PASSAGE SHOWN
____

What am I even writing about, anyway?

It’s day 3 of my challenge to post every day of November, and I’ve already had my blog’s first existential crisis.* I mentioned to someone today that I had started writing a blog, and they asked what it was about, and I couldn’t come up with an answer that satisfied me, and then I had A Moment. The kind of moment in which your brain takes a very small thing down a spiraling path of crazy reasoning, and suddenly that small thing represents the very meaning of your existence.

existential

So what am I writing about? For me, the what is inextricably linked with the why. Why am I writing? What is the point?

I began writing this blog for three reasons:

1) I sent a friend an email detailing a ridiculous conversation I’d had with my toddler, and she replied that she would totally read a blog consisting entirely of my conversations with him. That planted the seed.

2) I was beginning to drag myself out of the dark pit of postpartum depression and thought that writing about it would provide some opportunities for reflection, self-examination, and healing.

3) I was filled with longing for the person I used to be. When I was young and full of potential I thought I would be a writer. When I grew up, instead of pursuing creativity I went the route of stability – practical education, defined career path. Terrified of others reading my writing and finding it lacking, I found other things to occupy my time. I suppose I saw this blog as an opportunity to recapture the person I maybe could have been, had I been a bit braver and chosen the path less travelled.

So, how have I done?

1) I’ve written about Bean. He continues to say ridiculous things, and it is so very amusing to record them and share them with you on What-my-kid-said Wednesdays.

2) I’ve been writing about my experience of postpartum depression, though I haven’t shared it yet. It’s still deeply personal; I’ve only shared my struggle with a handful of people in real life, and while in many ways it’s easier to be honest behind the anonymity of a blog, it’s still tough to hit that “publish” button. My palms get a bit sweaty just thinking about it. But it’s coming.

____

LISTING
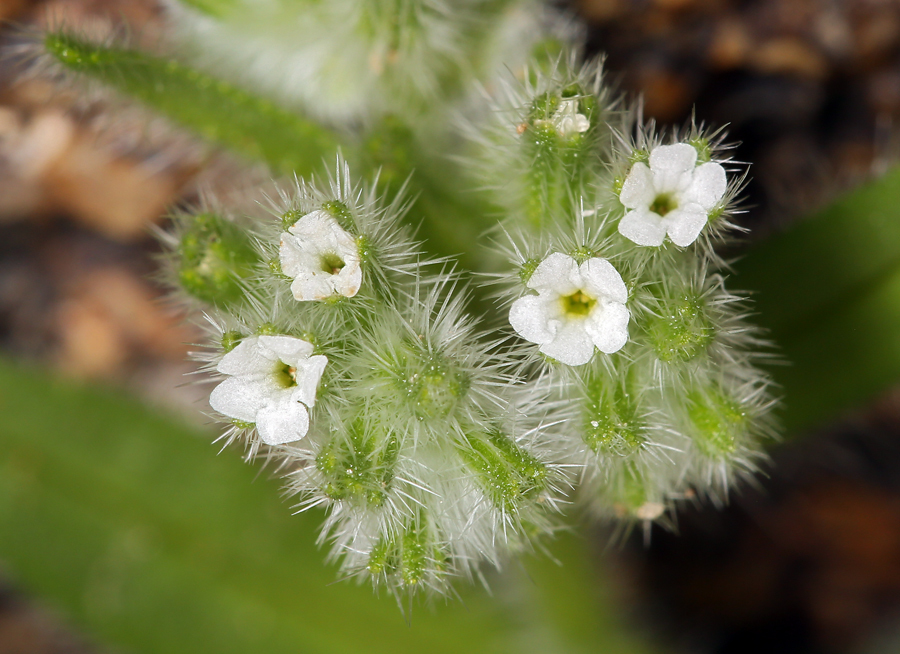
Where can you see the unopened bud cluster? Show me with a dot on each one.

____

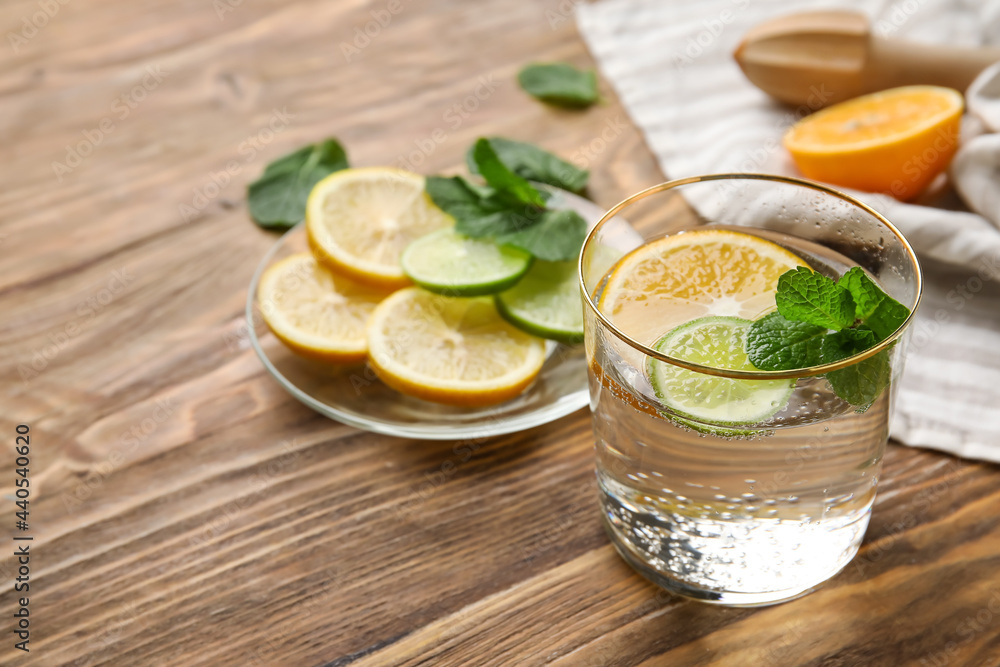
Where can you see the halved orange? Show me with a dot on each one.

____

CHALLENGE
From the blog post about why its author writes, copy the section that starts with the words "So, how have" and ends with "But it’s coming.".

FINAL RESULT
So, how have I done?

1) I’ve written about Bean. He continues to say ridiculous things, and it is so very amusing to record them and share them with you on What-my-kid-said Wednesdays.

2) I’ve been writing about my experience of postpartum depression, though I haven’t shared it yet. It’s still deeply personal; I’ve only shared my struggle with a handful of people in real life, and while in many ways it’s easier to be honest behind the anonymity of a blog, it’s still tough to hit that “publish” button. My palms get a bit sweaty just thinking about it. But it’s coming.